## Text excerpt:
The fact that their conclusion is that the probability that Joseph Smith made it up is 2.69x10e-142 indicates that they did something horrifically wrong in their analysis, as such extreme values would almost never occur, even in empirically grounded applications; such studies in social sciences should almost always lead to less extreme conclusions given the higher uncertainty in quantification.

In short, many of the correspondences in the article are related to each other. For an actual example, here are two separate correspondences: (1) “‘Capital’ or leading city-state dominates a cluster of other communities,” and (2) “Some subordinate city-states shift their allegiance to a different ‘capital’ city”. The first is assigned a likelihood of .02, and the second a likelihood of .1. But these are not independent observations; the existence of #1 dramatically increases the likelihood of #2. And yet, as used in the Bayesian analysis, the authors treat the likelihood of both being true as an order of magnitude less likely than one or the other.

Add on top of this the also highly connected observations that “many cities exist” (.1) and that there were “complex state institutions” (.02) — both of which are bound up with and implied by the earlier observations — and of course you are going to get increasingly ridiculous numbers in your final analysis. (Note: you can’t have “a capital city dominating a cluster of other communities,” and not have “many cities exist.” These should not have been treated as independent observations. Most of these shouldn’t have been.) Add further “parts of the land were densely settled” (uh, yeah, cities), and on we go.

Other examples are similar: “Royalty exists, with attendant palaces, courts and nobles” (.1) and “Some rulers live in luxury” (.5) are not independent observations. Even if the likelihood that Joseph Smith could have guessed that “royalty exists with attendant palaces, courts, and nobles” was 1 in 10, it is simply wrong to conclude that the likelihood that he could have guessed that and that “some rulers lives in luxury” is, combined, 1 in 20. One tends to imply the other. Add on top of that closely related observations of “elaborate thrones” and “gifts to the kind for political advantage”, and we start to see the magnitude of the statistical errors here. Each one of these adds an order of magnitude to the final results that shouldn’t (necessarily) be there.

## Provided information:
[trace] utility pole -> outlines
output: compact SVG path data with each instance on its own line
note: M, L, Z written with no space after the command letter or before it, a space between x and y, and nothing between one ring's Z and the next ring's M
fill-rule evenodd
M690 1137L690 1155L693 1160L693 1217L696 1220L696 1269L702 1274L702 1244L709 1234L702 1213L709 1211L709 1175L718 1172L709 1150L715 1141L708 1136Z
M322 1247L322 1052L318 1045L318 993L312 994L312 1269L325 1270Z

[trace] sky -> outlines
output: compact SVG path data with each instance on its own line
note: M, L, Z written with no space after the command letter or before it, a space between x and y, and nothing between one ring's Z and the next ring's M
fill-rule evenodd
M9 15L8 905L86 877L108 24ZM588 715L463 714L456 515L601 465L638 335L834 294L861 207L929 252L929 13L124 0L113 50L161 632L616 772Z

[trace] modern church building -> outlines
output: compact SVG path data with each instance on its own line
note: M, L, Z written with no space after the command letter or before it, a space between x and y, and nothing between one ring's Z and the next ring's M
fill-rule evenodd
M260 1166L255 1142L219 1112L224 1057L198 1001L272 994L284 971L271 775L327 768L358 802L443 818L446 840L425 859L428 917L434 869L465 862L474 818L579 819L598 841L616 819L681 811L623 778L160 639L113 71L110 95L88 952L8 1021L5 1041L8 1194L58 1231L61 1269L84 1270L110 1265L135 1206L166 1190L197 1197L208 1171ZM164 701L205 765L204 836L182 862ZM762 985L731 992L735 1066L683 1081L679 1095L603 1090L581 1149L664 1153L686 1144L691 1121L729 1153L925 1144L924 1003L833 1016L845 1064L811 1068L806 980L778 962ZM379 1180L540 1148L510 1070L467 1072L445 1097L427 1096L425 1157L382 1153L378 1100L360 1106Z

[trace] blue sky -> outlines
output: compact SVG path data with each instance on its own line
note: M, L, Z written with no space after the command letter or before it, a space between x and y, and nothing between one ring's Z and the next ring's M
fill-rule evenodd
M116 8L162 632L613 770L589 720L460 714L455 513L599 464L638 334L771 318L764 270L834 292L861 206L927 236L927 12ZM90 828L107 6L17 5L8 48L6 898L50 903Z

## Exercise objective:
Please answer these from the critique of the Bayesian analysis:
(a) What probability does the study give that Joseph Smith made it up?
(b) What likelihood is assigned to "complex state institutions"?
(c) What likelihood is assigned to "Some rulers live in luxury"?

## Exercise output:
(a) 2.69x10e-142
(b) .02
(c) .5